◆ What the task asks
Write out every single entry exactly.

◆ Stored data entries
--

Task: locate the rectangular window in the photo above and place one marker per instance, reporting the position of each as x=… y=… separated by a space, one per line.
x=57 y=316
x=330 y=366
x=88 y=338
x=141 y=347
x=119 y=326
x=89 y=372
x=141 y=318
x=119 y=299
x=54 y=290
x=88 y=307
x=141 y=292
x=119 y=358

--

◆ Exercise solution
Task: locate the rectangular window in the photo above and place one marker per instance, reporting the position of each as x=… y=… separated by a space, one per line.
x=57 y=316
x=330 y=366
x=88 y=338
x=141 y=347
x=119 y=326
x=89 y=372
x=141 y=318
x=119 y=299
x=54 y=290
x=88 y=307
x=141 y=292
x=119 y=358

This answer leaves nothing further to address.